▶ [What to produce] Pull out the lines below from the line with "Annotation task — tag each instance of the tree" up to and including the line with "pixel 425 307", word for word. Leave the pictures out of your answer.

▶ [Records supplied]

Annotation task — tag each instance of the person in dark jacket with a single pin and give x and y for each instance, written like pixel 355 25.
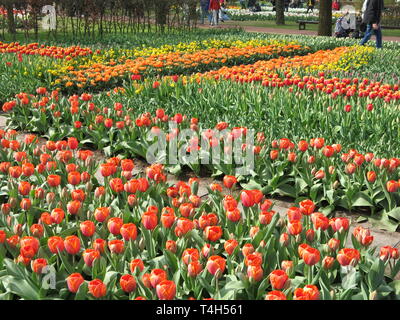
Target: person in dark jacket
pixel 310 5
pixel 372 18
pixel 204 4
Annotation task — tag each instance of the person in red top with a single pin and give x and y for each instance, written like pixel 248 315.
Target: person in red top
pixel 214 8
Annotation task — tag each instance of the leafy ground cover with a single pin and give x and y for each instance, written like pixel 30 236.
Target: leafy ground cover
pixel 320 124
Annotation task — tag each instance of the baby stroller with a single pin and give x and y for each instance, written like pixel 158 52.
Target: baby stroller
pixel 342 27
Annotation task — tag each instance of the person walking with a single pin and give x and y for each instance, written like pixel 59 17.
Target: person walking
pixel 221 8
pixel 287 3
pixel 310 5
pixel 372 12
pixel 214 8
pixel 204 11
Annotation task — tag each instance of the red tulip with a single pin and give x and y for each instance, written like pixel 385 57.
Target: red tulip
pixel 156 276
pixel 309 292
pixel 392 186
pixel 74 281
pixel 170 245
pixel 129 231
pixel 149 220
pixel 87 228
pixel 72 244
pixel 89 256
pixel 294 228
pixel 166 290
pixel 307 207
pixel 216 265
pixel 275 295
pixel 363 236
pixel 347 255
pixel 116 246
pixel 230 245
pixel 247 198
pixel 194 268
pixel 55 244
pixel 101 214
pixel 311 256
pixel 255 273
pixel 229 181
pixel 328 262
pixel 213 233
pixel 97 288
pixel 189 255
pixel 127 283
pixel 278 279
pixel 114 225
pixel 136 263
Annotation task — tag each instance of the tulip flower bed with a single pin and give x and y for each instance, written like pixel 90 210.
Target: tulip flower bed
pixel 66 235
pixel 75 228
pixel 101 75
pixel 360 175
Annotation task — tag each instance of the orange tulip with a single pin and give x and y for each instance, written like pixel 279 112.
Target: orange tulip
pixel 74 281
pixel 166 290
pixel 97 288
pixel 127 283
pixel 278 279
pixel 216 265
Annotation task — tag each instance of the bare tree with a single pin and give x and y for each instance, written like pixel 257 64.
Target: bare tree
pixel 325 18
pixel 280 12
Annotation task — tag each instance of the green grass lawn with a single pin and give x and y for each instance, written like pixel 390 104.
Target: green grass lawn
pixel 290 25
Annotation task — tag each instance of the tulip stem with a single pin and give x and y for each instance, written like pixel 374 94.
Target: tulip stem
pixel 309 274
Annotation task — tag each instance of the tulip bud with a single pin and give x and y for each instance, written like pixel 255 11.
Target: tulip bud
pixel 284 239
pixel 353 262
pixel 141 244
pixel 281 223
pixel 50 197
pixel 64 193
pixel 13 202
pixel 89 187
pixel 373 295
pixel 287 284
pixel 310 235
pixel 336 184
pixel 5 208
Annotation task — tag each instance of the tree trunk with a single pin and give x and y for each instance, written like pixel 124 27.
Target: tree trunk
pixel 10 19
pixel 280 12
pixel 325 18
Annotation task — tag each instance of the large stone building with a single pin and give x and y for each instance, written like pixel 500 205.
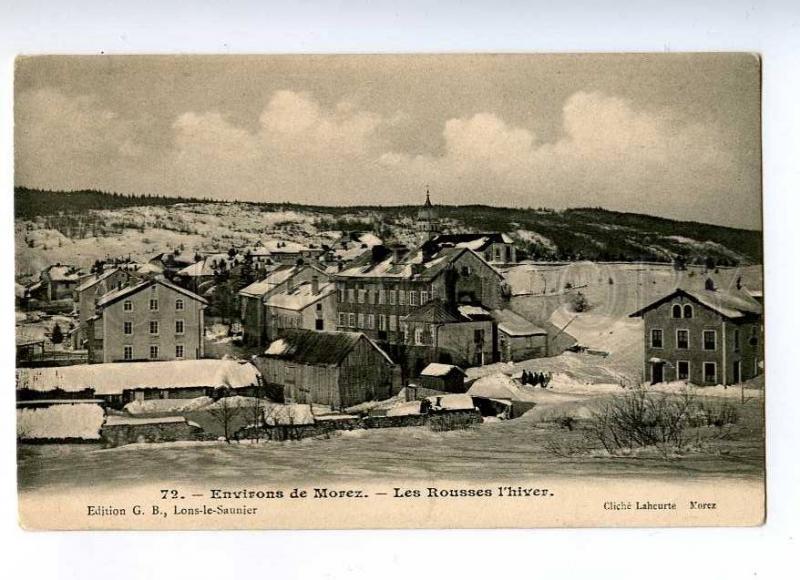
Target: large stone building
pixel 705 337
pixel 261 322
pixel 153 319
pixel 425 307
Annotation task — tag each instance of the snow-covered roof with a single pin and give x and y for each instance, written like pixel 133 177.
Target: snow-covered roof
pixel 115 295
pixel 456 402
pixel 512 324
pixel 300 296
pixel 113 420
pixel 63 273
pixel 439 370
pixel 730 304
pixel 114 378
pixel 79 421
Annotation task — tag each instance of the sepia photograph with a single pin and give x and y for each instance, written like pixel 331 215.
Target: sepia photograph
pixel 389 291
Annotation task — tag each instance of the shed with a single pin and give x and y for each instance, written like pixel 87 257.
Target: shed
pixel 442 377
pixel 339 369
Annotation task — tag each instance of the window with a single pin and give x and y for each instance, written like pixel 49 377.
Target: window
pixel 656 338
pixel 710 373
pixel 683 370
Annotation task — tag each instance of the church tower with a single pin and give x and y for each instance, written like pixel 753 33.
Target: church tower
pixel 428 218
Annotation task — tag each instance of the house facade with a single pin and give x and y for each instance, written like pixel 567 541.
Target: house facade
pixel 704 337
pixel 260 329
pixel 340 369
pixel 150 320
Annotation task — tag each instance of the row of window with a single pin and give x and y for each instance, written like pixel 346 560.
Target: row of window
pixel 368 321
pixel 683 371
pixel 127 352
pixel 127 327
pixel 682 339
pixel 686 311
pixel 392 297
pixel 127 306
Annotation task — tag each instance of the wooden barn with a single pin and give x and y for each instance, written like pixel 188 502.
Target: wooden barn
pixel 441 377
pixel 339 369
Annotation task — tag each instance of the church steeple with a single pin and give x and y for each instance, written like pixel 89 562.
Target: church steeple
pixel 428 218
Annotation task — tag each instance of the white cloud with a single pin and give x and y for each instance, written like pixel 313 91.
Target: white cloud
pixel 608 153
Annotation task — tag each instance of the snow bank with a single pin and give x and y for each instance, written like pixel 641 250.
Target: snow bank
pixel 288 415
pixel 113 378
pixel 499 386
pixel 81 421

▶ [Written answer]
Annotation task — tag each instance of the tree trunk with a single pin and give x and y for each instance, written like pixel 124 27.
Target: tree trunk
pixel 10 19
pixel 280 12
pixel 325 18
Annotation task — tag each instance of the large stone building with a single pin and give x and y for each instance, written like pixel 500 205.
Target: large stone building
pixel 705 337
pixel 261 322
pixel 153 319
pixel 425 307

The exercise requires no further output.